Brief: Transcribe exactly the line that contains "Note to the class: find the yellow" and all lines following it to the end of the material below; omit everything else.

Provided information:
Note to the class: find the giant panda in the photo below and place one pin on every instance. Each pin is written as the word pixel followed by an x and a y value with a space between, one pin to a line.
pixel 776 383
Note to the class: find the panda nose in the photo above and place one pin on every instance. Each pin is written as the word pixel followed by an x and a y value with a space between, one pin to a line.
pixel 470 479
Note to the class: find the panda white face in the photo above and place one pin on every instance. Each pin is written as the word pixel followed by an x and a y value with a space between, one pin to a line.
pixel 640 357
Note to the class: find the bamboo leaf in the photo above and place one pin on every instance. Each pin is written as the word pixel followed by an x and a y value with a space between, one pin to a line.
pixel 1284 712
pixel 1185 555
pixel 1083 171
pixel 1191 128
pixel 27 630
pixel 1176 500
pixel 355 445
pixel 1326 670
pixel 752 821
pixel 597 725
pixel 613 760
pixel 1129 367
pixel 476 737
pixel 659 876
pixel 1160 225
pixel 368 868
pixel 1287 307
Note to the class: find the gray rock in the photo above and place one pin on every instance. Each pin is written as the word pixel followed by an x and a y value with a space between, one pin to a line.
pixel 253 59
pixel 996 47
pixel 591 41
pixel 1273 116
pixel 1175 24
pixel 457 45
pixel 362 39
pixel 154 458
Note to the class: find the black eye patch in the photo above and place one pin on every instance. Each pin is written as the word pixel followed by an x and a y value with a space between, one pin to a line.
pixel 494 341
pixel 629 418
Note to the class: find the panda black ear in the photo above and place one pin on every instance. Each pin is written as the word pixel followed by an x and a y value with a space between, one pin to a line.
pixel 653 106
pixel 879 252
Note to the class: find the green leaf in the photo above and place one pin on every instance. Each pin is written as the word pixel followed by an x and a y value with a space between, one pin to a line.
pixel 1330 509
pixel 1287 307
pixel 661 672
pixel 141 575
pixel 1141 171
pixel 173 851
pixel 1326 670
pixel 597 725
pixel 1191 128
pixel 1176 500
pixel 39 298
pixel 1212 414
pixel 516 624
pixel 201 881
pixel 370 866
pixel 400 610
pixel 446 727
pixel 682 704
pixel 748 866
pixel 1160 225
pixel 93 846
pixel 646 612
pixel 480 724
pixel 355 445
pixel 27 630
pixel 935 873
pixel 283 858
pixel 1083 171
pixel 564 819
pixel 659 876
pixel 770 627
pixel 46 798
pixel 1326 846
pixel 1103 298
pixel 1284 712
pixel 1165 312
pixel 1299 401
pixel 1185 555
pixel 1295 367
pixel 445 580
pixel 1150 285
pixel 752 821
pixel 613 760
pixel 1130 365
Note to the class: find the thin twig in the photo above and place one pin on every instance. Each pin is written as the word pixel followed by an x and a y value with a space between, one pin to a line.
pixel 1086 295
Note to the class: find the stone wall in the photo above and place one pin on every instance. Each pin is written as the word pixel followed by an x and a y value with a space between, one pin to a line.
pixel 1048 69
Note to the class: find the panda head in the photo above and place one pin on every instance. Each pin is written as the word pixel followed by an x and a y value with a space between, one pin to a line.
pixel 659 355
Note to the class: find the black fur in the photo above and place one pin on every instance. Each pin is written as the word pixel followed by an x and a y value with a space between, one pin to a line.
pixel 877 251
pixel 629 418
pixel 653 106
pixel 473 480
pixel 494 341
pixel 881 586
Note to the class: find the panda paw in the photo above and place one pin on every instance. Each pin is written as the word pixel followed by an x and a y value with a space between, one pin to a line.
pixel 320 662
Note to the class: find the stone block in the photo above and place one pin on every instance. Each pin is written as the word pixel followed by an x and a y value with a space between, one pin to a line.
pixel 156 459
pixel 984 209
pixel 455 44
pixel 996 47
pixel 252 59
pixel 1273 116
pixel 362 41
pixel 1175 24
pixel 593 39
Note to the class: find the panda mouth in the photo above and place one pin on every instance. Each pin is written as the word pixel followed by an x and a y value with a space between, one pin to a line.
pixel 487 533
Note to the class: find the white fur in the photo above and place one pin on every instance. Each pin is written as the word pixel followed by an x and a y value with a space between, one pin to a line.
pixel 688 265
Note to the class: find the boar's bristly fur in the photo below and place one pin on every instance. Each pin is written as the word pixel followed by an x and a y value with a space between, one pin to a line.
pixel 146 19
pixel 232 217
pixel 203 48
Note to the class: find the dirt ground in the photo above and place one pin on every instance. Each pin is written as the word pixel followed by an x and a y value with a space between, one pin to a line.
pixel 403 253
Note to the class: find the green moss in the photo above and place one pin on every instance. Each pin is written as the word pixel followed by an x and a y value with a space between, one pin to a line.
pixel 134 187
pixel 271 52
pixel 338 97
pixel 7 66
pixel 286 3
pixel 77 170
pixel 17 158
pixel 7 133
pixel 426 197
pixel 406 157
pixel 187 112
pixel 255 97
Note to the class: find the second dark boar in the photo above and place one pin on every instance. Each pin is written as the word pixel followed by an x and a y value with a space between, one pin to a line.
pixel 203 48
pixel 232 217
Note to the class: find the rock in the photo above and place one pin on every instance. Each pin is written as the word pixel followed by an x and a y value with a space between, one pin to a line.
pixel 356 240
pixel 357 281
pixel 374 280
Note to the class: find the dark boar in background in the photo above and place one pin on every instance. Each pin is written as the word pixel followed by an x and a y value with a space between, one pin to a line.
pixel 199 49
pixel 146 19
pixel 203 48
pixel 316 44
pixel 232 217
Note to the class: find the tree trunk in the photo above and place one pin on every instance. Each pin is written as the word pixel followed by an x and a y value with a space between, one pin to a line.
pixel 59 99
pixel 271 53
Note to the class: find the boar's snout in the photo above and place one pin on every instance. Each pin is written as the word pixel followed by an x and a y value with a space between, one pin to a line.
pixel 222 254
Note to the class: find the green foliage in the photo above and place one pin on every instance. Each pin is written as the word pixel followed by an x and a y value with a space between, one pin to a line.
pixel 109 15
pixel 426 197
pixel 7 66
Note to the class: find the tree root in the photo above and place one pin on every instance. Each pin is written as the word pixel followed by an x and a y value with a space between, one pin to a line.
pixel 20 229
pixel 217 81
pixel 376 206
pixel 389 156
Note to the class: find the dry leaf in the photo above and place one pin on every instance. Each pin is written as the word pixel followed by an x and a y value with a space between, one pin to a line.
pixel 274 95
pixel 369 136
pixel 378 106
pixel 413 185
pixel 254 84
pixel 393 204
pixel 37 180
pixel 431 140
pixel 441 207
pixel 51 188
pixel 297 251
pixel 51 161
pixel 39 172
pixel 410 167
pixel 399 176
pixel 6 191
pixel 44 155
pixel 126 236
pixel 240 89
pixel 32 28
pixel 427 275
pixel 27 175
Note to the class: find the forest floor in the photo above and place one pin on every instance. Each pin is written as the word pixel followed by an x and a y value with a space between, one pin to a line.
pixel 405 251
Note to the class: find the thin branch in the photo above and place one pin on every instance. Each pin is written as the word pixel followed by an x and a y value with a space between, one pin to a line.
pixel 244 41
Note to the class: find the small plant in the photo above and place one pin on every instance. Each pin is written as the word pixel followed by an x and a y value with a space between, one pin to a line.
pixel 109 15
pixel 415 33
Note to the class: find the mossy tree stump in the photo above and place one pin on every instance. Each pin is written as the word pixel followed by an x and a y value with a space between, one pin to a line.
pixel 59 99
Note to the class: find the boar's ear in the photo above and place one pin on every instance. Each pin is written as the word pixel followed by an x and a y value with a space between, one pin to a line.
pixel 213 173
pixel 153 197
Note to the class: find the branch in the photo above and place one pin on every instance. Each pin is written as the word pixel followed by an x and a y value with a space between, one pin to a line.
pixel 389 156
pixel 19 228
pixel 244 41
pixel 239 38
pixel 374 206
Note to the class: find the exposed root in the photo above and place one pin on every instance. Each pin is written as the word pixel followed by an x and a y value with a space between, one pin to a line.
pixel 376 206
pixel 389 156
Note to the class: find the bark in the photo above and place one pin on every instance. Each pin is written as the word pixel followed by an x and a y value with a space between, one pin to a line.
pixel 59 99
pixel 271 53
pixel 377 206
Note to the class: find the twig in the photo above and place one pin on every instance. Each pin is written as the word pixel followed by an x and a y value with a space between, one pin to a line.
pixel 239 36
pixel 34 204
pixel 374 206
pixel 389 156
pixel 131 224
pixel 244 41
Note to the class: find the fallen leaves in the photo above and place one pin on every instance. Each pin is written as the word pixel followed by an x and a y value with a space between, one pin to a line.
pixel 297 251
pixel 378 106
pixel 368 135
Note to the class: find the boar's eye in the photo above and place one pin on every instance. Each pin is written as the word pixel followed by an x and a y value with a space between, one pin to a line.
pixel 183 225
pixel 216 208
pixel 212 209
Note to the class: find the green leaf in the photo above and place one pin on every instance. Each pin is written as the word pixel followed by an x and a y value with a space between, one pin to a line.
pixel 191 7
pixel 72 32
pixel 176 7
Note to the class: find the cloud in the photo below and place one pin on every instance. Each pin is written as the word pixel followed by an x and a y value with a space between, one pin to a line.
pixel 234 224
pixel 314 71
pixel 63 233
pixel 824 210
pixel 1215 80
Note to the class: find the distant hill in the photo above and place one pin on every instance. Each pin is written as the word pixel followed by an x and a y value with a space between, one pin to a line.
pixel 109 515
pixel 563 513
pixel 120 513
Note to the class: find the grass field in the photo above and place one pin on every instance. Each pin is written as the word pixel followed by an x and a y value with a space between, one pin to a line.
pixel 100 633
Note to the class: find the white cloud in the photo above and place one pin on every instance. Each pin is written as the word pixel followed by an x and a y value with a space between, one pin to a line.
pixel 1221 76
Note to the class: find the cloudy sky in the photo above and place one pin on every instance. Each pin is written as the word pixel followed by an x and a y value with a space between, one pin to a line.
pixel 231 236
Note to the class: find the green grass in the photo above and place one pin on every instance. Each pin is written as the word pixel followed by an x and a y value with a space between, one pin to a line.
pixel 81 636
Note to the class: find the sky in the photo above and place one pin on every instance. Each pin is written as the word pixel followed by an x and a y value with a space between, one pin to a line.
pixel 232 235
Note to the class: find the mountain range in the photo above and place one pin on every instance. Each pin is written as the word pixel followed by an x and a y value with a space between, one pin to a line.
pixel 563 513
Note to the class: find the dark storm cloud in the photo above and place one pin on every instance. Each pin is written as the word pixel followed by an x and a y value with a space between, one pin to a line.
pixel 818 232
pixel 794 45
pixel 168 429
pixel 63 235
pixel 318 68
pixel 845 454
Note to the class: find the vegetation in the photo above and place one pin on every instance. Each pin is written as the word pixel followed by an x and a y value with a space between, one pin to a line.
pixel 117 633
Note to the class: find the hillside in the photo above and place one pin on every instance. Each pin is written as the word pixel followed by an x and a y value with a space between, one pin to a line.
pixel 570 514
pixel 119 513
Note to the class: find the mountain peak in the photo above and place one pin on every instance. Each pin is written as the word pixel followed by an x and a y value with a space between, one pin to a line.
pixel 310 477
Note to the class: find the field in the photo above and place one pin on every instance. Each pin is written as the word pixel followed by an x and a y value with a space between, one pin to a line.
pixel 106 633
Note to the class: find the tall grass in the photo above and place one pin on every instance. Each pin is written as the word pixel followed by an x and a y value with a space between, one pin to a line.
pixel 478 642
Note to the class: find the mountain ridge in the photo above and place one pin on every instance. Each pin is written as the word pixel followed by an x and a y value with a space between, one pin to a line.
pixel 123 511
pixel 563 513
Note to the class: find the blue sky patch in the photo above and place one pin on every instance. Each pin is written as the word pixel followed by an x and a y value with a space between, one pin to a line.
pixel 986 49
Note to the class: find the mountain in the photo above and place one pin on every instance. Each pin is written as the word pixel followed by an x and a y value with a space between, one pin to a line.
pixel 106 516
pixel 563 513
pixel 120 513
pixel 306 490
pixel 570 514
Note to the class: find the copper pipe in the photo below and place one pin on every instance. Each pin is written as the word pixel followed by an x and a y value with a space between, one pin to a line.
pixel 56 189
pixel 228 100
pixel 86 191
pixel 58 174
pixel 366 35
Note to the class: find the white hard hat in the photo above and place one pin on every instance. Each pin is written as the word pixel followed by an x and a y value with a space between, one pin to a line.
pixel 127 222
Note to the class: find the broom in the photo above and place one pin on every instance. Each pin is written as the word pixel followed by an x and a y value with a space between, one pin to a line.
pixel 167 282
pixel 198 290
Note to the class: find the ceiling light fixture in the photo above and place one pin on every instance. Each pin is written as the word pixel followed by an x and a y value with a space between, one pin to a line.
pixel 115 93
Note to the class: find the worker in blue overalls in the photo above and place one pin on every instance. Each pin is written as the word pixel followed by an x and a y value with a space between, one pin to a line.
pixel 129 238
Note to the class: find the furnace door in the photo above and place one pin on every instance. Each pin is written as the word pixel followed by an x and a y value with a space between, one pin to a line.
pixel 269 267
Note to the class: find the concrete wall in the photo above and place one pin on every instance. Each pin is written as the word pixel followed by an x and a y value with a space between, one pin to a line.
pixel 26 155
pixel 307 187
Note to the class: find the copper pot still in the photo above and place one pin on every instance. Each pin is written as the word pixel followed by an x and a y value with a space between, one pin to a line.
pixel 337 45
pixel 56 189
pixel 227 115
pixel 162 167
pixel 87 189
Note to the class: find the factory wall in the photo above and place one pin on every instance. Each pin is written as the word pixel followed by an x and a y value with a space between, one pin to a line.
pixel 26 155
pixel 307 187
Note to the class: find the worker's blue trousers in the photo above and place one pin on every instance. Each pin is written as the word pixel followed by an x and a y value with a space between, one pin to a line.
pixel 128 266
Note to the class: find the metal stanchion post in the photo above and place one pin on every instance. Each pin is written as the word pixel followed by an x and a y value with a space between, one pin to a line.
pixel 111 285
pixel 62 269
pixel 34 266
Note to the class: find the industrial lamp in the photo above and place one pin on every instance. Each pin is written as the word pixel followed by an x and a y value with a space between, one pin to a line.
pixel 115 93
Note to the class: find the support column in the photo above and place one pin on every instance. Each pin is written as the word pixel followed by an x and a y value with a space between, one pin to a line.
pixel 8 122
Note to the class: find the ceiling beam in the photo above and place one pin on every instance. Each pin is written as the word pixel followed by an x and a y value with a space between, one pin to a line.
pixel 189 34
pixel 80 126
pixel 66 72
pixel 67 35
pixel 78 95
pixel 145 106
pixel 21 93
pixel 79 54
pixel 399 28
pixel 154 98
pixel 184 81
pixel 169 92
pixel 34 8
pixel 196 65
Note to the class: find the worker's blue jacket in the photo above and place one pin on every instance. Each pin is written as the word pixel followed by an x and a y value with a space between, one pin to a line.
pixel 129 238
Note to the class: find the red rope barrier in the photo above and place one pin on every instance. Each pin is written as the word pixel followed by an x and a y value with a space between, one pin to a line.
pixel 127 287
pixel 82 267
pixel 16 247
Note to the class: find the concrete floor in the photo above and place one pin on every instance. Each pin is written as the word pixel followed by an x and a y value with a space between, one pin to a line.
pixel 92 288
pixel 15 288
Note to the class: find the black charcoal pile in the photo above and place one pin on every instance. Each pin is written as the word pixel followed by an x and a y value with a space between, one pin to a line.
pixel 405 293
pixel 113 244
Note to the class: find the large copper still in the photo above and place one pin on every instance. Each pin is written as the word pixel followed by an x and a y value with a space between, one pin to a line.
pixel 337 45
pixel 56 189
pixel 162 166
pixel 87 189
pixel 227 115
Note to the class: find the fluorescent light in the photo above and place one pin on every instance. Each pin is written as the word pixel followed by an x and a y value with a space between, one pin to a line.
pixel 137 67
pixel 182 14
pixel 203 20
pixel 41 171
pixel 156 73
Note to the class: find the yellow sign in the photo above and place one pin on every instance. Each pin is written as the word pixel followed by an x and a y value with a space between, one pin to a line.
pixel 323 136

Expected answer:
Note to the class: find the yellow sign in the photo above and place one pin on every instance. Each pin is written as the word pixel followed by an x and a y value with a space between, one pin to a line.
pixel 323 136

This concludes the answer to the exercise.